Required task. Pick out every line below that contains the string "window", and copy each one in full. Matching is case-sensitive.

Listing.

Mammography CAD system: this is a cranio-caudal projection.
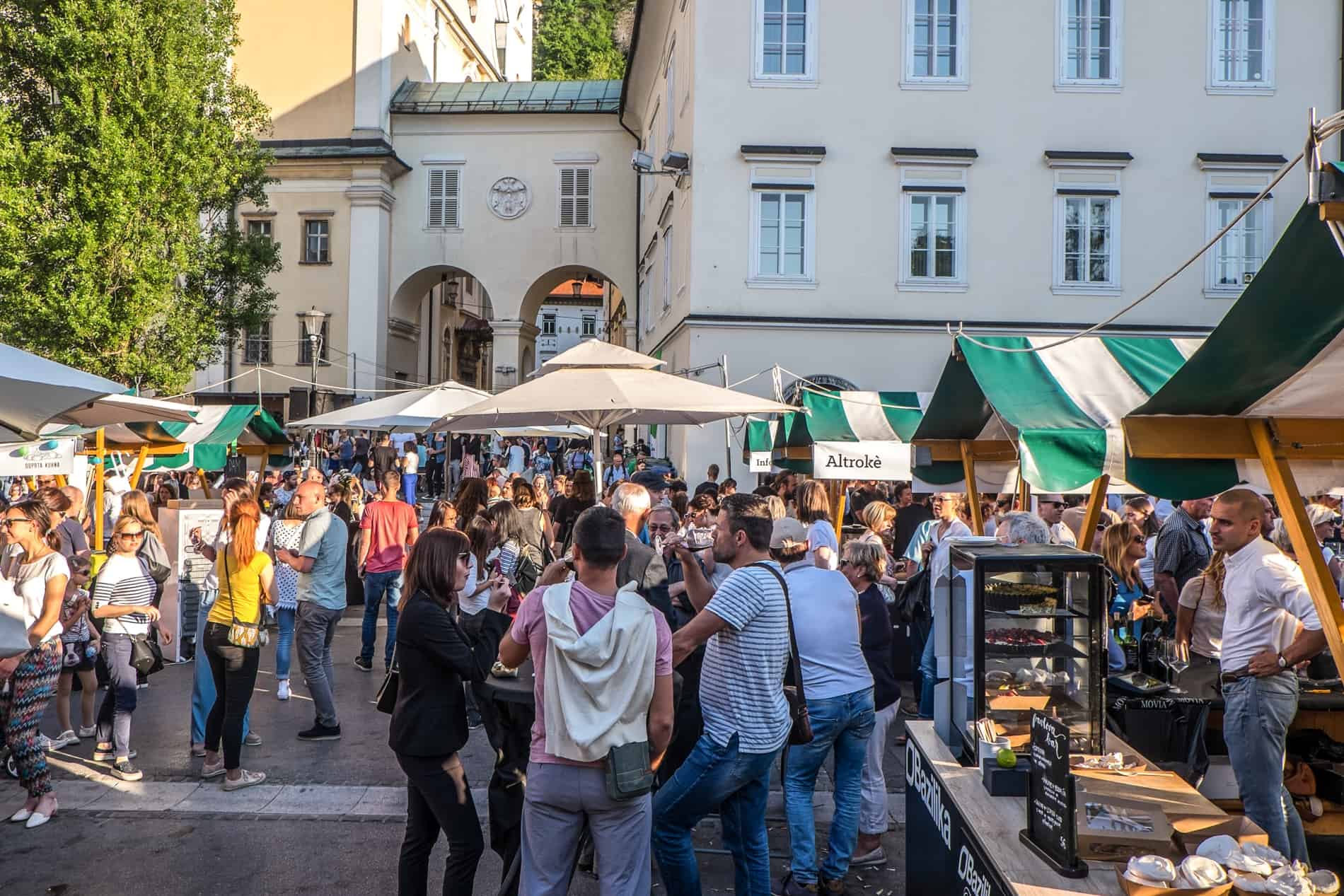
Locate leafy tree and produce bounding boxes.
[0,0,279,391]
[532,0,635,81]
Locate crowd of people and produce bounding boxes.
[0,434,1340,896]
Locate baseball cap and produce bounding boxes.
[770,516,808,551]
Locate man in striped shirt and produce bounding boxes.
[653,494,790,896]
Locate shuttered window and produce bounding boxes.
[427,168,463,227]
[560,168,593,227]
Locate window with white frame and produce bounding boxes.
[1208,0,1274,93]
[666,40,678,144]
[559,168,593,227]
[891,148,975,293]
[1055,0,1123,90]
[754,190,812,279]
[1056,191,1118,288]
[663,227,676,313]
[753,0,818,83]
[303,218,332,264]
[905,187,963,284]
[903,0,969,87]
[243,320,270,364]
[424,168,463,228]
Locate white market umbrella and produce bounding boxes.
[429,340,797,482]
[0,342,195,442]
[286,380,489,433]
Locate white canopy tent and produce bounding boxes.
[427,340,796,482]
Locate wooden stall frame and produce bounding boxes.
[1123,417,1344,666]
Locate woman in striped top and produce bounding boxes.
[93,516,168,781]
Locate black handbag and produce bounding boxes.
[750,563,812,745]
[130,626,164,675]
[373,645,400,716]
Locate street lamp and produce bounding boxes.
[303,305,327,417]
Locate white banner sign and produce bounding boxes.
[0,439,75,475]
[812,442,910,481]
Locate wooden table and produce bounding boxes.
[906,721,1226,896]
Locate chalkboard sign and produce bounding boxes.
[1019,712,1087,877]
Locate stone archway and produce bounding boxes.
[381,264,494,390]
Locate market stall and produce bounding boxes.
[914,336,1199,532]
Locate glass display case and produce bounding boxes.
[934,542,1109,763]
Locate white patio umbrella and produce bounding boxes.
[429,340,799,482]
[0,342,195,442]
[286,380,489,433]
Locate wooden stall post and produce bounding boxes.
[1246,419,1344,658]
[90,426,108,551]
[961,442,985,535]
[130,445,149,489]
[1078,473,1110,551]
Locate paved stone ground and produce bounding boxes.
[0,607,905,896]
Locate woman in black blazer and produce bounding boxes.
[387,529,509,896]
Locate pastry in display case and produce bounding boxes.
[933,540,1108,762]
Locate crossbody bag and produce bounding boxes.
[748,563,812,745]
[224,547,270,648]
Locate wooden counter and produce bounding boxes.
[906,721,1226,896]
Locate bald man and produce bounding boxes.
[276,482,349,740]
[1210,489,1325,863]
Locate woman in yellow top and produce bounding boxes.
[200,497,276,790]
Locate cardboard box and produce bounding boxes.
[1171,815,1269,856]
[1116,865,1232,896]
[1075,790,1176,863]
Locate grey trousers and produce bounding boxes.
[518,762,653,896]
[294,600,342,727]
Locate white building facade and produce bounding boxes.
[622,0,1341,475]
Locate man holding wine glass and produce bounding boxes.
[1210,489,1325,863]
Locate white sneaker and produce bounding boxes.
[51,729,79,750]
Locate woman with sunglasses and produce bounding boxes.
[93,516,168,781]
[1101,523,1165,672]
[0,501,70,827]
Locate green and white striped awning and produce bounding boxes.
[97,405,289,472]
[914,336,1200,491]
[1123,204,1344,497]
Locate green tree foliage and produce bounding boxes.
[0,0,279,391]
[532,0,635,81]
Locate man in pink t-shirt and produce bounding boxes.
[355,470,419,672]
[500,505,672,896]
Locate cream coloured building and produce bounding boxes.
[202,0,1341,475]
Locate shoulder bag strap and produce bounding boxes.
[748,563,808,702]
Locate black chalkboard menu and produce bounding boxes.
[1019,712,1087,877]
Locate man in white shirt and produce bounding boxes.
[1210,489,1325,863]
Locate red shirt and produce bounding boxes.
[359,500,419,572]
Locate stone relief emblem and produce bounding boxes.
[487,178,532,221]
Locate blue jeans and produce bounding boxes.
[1223,672,1308,863]
[653,735,780,896]
[276,608,294,681]
[359,569,402,666]
[784,688,874,884]
[191,588,251,744]
[920,626,938,718]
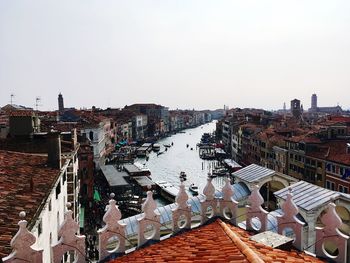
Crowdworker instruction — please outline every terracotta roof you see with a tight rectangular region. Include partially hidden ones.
[111,219,323,263]
[9,110,34,117]
[0,150,59,258]
[307,141,350,165]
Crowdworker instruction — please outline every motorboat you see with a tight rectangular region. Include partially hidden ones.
[213,168,228,176]
[189,186,198,195]
[179,172,187,181]
[152,143,160,152]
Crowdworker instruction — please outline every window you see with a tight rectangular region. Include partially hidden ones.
[38,219,43,236]
[338,184,349,194]
[326,180,335,191]
[62,170,67,185]
[56,182,61,199]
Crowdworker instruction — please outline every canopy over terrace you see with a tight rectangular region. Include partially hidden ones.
[232,164,298,191]
[274,181,350,217]
[120,184,250,240]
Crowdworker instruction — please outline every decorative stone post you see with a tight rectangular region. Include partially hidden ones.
[172,181,191,233]
[201,178,217,225]
[97,193,126,260]
[52,203,85,263]
[137,191,160,247]
[246,185,269,232]
[219,178,238,226]
[277,187,305,251]
[316,203,349,262]
[2,211,43,263]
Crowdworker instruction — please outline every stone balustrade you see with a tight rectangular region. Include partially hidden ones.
[3,179,349,263]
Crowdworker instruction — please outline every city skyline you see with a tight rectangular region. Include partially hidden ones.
[0,1,350,110]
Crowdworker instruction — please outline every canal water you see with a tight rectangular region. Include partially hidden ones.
[136,121,225,200]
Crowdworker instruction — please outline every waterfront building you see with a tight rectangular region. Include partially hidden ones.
[0,132,80,262]
[58,93,64,113]
[3,165,350,263]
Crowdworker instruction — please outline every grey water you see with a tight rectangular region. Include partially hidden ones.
[136,121,230,197]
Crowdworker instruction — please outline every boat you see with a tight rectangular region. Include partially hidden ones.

Result.
Locate shuttered window and produce bounding boxes.
Locate window with white frame and produce bounding boxes.
Crowdworker instruction — please outline every window you see with a tight rectangular region. Include partially hidden ones.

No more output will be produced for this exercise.